**PROMPT**
Reproduce every line of the records below verbatim, leaving out the pictures.

(Point annotation dataset records)
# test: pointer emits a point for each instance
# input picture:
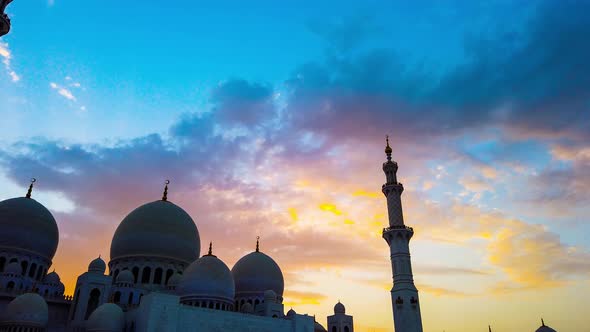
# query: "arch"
(32, 270)
(169, 274)
(158, 276)
(135, 272)
(24, 265)
(145, 275)
(93, 302)
(117, 297)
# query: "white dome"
(256, 273)
(97, 265)
(125, 277)
(206, 278)
(28, 309)
(28, 225)
(159, 229)
(107, 318)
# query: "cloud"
(6, 56)
(64, 92)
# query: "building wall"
(163, 313)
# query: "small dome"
(247, 308)
(13, 268)
(52, 278)
(207, 277)
(97, 265)
(317, 327)
(270, 296)
(125, 277)
(28, 225)
(29, 309)
(107, 318)
(339, 308)
(291, 313)
(256, 273)
(175, 279)
(545, 328)
(157, 229)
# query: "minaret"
(404, 295)
(4, 19)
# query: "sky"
(269, 119)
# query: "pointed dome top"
(97, 265)
(339, 308)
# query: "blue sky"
(269, 119)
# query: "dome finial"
(165, 195)
(388, 149)
(30, 191)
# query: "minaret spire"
(30, 191)
(404, 294)
(165, 195)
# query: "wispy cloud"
(6, 56)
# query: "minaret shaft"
(404, 294)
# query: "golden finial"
(165, 196)
(30, 191)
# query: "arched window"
(145, 275)
(169, 274)
(93, 301)
(24, 265)
(33, 270)
(117, 297)
(158, 276)
(135, 273)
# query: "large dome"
(256, 273)
(207, 278)
(157, 229)
(28, 225)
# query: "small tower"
(340, 321)
(4, 19)
(404, 295)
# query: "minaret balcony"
(4, 24)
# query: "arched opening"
(145, 275)
(24, 265)
(169, 274)
(135, 272)
(158, 276)
(117, 297)
(93, 301)
(33, 270)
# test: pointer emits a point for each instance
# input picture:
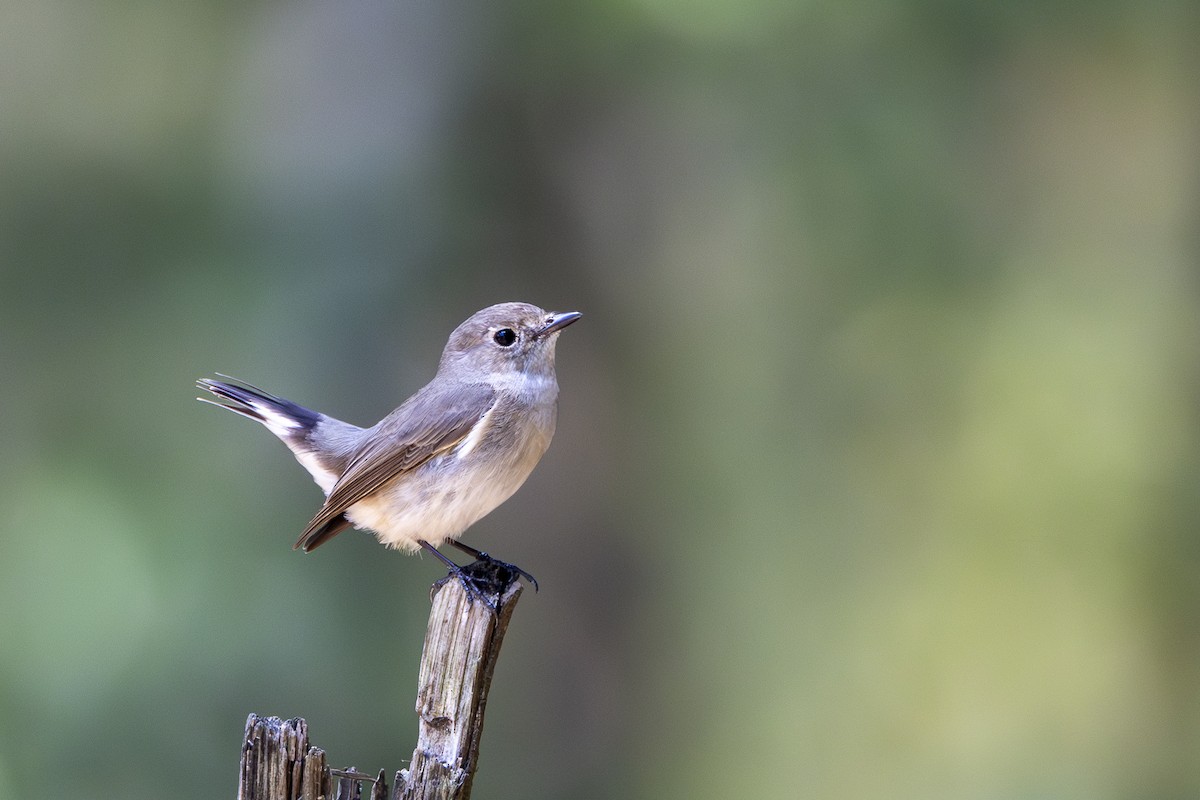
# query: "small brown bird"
(448, 456)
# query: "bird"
(447, 456)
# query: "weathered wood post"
(462, 644)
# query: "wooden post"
(462, 643)
(461, 647)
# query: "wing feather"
(427, 425)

**PROBLEM SOLUTION**
# test: pointer emits a point for each instance
# input picture:
# query: "arch"
(32, 270)
(169, 274)
(158, 276)
(135, 272)
(24, 265)
(145, 275)
(93, 302)
(117, 297)
# query: "white dome"
(256, 273)
(97, 265)
(125, 277)
(206, 278)
(28, 309)
(28, 225)
(159, 229)
(107, 318)
# query: "cloud"
(6, 56)
(64, 92)
# query: "building wall"
(163, 313)
# query: "small dome"
(247, 308)
(13, 268)
(52, 278)
(207, 277)
(97, 265)
(317, 327)
(270, 296)
(125, 277)
(28, 225)
(29, 309)
(107, 318)
(339, 308)
(291, 313)
(256, 273)
(175, 279)
(545, 328)
(157, 229)
# query: "minaret"
(404, 295)
(4, 19)
# query: "sky"
(269, 119)
# query: "pointed dome top"
(97, 265)
(339, 308)
# query: "blue sky"
(269, 119)
# query: "dome finial"
(165, 195)
(388, 149)
(30, 191)
# query: "minaret spire"
(30, 191)
(404, 294)
(165, 195)
# query: "wispy cloud"
(6, 56)
# query: "minaret shaft"
(404, 294)
# query: "golden finial"
(165, 196)
(30, 191)
# query: "arched window"
(145, 275)
(169, 274)
(93, 301)
(24, 265)
(33, 270)
(117, 297)
(158, 276)
(135, 273)
# query: "large dome"
(256, 273)
(207, 278)
(157, 229)
(28, 225)
# query: "small tower"
(340, 321)
(4, 19)
(404, 295)
# query: "minaret balcony"
(4, 24)
# query: "arched opening"
(145, 275)
(24, 265)
(169, 274)
(135, 272)
(158, 276)
(117, 297)
(93, 301)
(33, 270)
# test: pointer emits a point for each instance
# input picture:
# query: "small brown bird"
(448, 456)
# query: "bird"
(447, 456)
# query: "weathered wood post"
(462, 644)
# query: "wooden post"
(462, 643)
(461, 647)
# query: "wing feather"
(427, 425)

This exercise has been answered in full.